▶ GIVEN TASK: Change "benchmark" to "evaluation" in the data below, and write out every line again with nothing else altered.

▶ Pointing dataset records:
+ + +
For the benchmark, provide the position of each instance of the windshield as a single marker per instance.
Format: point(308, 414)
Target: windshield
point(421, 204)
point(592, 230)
+ + +
▶ OUTPUT:
For the evaluation, provide the position of each instance of the windshield as a single marker per instance.
Format: point(308, 414)
Target: windshield
point(421, 204)
point(592, 230)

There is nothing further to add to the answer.